What is needed: Repeat verbatim every line of the material, beginning at the line that holds "drop a dot on the black skirt" and ending at its last line.

Data supplied start

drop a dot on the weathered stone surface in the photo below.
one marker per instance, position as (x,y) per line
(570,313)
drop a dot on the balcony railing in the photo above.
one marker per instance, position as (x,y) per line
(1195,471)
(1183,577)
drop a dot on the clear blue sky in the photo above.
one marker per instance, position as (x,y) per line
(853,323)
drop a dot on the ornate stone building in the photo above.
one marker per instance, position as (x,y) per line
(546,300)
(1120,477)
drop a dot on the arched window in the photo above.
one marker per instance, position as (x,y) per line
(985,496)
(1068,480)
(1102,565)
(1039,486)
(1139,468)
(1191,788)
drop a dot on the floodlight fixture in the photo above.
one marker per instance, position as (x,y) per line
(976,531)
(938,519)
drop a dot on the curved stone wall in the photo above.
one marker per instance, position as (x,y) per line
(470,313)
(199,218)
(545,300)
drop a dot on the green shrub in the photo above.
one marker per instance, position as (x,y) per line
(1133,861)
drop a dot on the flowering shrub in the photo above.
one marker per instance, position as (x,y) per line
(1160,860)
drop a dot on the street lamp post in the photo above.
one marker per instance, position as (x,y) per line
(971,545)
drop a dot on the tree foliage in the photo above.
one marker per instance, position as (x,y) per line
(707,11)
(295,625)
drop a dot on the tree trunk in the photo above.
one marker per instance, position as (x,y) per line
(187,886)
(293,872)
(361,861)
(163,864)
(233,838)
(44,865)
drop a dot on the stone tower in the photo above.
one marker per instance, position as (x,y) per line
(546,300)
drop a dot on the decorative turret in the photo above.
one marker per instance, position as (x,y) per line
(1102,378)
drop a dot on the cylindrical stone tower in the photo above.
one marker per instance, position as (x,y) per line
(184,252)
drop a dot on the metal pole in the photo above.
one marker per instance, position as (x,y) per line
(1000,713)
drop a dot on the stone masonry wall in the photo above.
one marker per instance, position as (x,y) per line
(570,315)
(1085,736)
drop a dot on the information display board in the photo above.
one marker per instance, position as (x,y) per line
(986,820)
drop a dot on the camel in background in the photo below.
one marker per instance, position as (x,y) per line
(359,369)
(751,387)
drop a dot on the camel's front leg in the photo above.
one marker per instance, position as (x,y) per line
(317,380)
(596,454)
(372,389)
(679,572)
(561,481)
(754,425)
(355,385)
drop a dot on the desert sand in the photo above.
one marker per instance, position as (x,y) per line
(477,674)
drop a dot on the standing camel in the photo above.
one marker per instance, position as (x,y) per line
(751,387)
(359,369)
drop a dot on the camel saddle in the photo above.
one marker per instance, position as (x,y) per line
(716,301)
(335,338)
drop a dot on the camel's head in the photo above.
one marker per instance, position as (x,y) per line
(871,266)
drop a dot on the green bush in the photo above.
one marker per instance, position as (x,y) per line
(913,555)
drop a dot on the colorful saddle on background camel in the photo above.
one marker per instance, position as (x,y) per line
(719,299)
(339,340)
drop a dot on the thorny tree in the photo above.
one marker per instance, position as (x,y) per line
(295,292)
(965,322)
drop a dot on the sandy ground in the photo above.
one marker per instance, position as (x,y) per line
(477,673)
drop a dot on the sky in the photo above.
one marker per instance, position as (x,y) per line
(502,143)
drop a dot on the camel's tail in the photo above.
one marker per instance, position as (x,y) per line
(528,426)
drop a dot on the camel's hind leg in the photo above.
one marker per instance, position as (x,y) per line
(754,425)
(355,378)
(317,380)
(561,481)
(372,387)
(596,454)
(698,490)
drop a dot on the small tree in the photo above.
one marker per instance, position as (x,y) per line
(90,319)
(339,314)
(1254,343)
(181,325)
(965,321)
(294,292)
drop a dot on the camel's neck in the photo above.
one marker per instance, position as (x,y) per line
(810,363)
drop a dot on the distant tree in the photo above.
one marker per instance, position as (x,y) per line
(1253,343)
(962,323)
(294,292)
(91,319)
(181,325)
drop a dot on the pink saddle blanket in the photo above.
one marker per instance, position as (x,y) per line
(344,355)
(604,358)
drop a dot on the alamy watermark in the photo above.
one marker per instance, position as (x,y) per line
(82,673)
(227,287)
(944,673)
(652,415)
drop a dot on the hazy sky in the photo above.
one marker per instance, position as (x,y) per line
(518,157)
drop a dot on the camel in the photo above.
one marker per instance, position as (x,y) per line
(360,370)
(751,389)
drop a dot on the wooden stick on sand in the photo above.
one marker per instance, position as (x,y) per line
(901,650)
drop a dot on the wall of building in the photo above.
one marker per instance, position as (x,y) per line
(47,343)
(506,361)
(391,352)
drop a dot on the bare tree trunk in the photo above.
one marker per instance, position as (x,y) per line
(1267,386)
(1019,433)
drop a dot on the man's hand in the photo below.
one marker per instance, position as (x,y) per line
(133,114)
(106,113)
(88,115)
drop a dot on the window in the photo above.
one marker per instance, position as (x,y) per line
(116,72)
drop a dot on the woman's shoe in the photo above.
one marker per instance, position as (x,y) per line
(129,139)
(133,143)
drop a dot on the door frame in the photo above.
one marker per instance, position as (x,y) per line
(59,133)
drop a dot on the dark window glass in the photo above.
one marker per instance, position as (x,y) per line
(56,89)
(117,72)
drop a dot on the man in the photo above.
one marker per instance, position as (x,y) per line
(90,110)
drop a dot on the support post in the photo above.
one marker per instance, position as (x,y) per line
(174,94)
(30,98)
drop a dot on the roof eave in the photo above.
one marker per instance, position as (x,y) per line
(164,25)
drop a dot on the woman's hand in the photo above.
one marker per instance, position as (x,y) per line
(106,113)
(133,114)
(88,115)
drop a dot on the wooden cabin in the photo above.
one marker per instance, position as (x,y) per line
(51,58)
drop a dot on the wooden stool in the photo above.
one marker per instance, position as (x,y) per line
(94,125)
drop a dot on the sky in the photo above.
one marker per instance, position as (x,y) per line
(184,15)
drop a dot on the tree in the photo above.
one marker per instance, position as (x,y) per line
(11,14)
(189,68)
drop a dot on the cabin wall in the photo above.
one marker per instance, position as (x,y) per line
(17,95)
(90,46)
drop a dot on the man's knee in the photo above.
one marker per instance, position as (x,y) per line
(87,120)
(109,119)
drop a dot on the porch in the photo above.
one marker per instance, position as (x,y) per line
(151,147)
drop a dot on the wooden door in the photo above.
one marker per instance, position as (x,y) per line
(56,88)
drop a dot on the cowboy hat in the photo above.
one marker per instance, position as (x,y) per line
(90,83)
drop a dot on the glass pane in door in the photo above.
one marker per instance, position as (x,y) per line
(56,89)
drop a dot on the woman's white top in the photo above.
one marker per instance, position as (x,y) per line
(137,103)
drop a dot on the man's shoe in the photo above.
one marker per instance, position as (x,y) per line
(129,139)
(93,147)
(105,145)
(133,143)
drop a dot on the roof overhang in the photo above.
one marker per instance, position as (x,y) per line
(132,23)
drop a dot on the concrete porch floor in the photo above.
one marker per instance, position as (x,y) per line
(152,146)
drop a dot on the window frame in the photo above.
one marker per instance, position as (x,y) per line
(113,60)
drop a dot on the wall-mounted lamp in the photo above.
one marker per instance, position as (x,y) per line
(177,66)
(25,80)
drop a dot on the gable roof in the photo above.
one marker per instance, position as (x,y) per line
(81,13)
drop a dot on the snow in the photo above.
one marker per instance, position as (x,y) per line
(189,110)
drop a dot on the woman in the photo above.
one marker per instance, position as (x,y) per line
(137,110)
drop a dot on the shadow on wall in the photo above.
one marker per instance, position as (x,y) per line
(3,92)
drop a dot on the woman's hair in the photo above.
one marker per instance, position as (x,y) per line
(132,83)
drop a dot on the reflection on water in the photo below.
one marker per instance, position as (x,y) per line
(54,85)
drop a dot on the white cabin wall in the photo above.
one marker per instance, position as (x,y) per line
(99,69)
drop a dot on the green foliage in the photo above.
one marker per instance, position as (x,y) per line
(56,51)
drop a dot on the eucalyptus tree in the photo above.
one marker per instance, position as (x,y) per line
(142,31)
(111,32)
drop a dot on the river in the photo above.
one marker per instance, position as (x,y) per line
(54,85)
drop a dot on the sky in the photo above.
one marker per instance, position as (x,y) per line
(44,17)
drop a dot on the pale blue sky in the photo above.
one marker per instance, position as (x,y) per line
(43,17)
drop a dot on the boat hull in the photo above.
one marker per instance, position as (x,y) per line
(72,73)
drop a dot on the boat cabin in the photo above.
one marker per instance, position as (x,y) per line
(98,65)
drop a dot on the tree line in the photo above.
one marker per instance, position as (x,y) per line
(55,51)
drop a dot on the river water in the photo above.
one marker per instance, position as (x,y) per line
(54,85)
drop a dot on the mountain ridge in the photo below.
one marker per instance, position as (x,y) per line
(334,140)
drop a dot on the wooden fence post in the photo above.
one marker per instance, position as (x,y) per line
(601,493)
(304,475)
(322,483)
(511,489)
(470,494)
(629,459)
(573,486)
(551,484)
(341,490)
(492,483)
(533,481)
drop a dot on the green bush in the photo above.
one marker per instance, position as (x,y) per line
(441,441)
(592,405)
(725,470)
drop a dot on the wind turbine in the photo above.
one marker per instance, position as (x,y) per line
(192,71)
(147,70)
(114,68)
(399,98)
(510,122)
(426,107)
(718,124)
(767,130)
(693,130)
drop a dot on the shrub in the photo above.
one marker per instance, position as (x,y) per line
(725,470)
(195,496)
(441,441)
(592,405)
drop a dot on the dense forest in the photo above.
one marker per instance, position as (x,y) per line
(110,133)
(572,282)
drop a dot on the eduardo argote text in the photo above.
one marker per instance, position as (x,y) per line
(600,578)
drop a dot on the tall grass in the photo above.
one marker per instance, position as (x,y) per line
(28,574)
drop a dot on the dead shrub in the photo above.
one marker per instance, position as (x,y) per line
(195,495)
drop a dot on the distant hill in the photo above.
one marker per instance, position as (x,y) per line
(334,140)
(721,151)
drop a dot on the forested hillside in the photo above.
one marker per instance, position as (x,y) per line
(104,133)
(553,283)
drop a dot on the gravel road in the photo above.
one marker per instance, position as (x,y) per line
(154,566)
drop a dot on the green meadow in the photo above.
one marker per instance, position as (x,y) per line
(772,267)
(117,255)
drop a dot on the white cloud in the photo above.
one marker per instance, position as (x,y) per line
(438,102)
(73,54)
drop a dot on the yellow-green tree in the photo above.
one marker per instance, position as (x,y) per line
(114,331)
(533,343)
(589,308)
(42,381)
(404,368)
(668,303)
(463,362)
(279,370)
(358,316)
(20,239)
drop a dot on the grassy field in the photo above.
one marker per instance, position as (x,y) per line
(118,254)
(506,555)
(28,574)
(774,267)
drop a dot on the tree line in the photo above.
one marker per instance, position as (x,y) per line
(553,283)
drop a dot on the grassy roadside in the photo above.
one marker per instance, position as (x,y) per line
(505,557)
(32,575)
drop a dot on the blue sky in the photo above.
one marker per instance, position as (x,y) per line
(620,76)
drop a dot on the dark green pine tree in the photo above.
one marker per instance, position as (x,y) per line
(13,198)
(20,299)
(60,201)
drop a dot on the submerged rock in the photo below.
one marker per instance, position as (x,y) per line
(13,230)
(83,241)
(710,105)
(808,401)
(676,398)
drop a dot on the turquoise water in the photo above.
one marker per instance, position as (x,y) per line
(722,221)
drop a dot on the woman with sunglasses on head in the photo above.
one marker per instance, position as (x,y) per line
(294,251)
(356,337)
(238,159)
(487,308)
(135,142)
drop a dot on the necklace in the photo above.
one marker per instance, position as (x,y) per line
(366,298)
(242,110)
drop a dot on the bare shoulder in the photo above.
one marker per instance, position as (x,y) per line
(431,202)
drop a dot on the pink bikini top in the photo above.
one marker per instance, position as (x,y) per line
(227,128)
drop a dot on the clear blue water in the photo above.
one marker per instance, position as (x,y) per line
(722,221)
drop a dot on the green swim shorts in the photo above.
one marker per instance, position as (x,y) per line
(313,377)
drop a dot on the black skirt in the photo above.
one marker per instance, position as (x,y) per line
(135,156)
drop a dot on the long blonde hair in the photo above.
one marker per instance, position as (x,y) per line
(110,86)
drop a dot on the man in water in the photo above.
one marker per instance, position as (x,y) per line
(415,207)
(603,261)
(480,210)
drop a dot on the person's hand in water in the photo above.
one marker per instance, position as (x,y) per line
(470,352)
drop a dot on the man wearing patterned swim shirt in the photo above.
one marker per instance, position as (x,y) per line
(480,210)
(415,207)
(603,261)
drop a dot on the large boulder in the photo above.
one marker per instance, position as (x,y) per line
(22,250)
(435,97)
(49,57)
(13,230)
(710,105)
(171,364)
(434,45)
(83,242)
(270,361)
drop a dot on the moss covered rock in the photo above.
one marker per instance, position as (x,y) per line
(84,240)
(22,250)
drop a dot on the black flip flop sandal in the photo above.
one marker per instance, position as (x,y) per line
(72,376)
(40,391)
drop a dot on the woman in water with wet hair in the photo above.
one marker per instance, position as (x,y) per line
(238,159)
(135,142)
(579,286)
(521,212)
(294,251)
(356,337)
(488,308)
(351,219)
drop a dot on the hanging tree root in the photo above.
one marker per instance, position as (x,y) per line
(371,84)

Data supplied end

Response to the exercise:
drop a dot on the black skirt in the photo above.
one marker per instance, position as (x,y) per line
(135,156)
drop a dot on the long blonde hair in the photo above.
one marker per instance, position as (x,y) per line
(110,86)
drop a dot on the man in water in the photo above.
one marker per instance, position as (x,y) per line
(415,207)
(603,261)
(480,210)
drop a dot on the person's hand in water in the photo above.
one marker per instance, position as (x,y) per line
(470,352)
drop a dot on the man wearing patterned swim shirt in the photo above.
one marker per instance, position as (x,y) per line
(480,210)
(415,207)
(603,261)
drop a dot on the large boulder in the photo above.
one marker per instance, position as (x,y) per line
(22,250)
(435,97)
(49,57)
(13,230)
(710,105)
(171,364)
(434,45)
(83,242)
(270,361)
drop a dot on the moss covered rock in the photo above.
one marker per instance, position as (x,y) per line
(84,240)
(22,250)
drop a dot on the black flip flop sandal in the photo above.
one marker per instance, position as (x,y) per line
(72,376)
(40,391)
drop a dot on the woman in water with wet hair in the photo above.
one marker per instance, position as (x,y) per line
(238,159)
(135,142)
(579,286)
(521,212)
(294,251)
(356,337)
(488,308)
(351,219)
drop a dot on the hanging tree root in the photo above.
one marker per instance, position as (x,y) per line
(371,84)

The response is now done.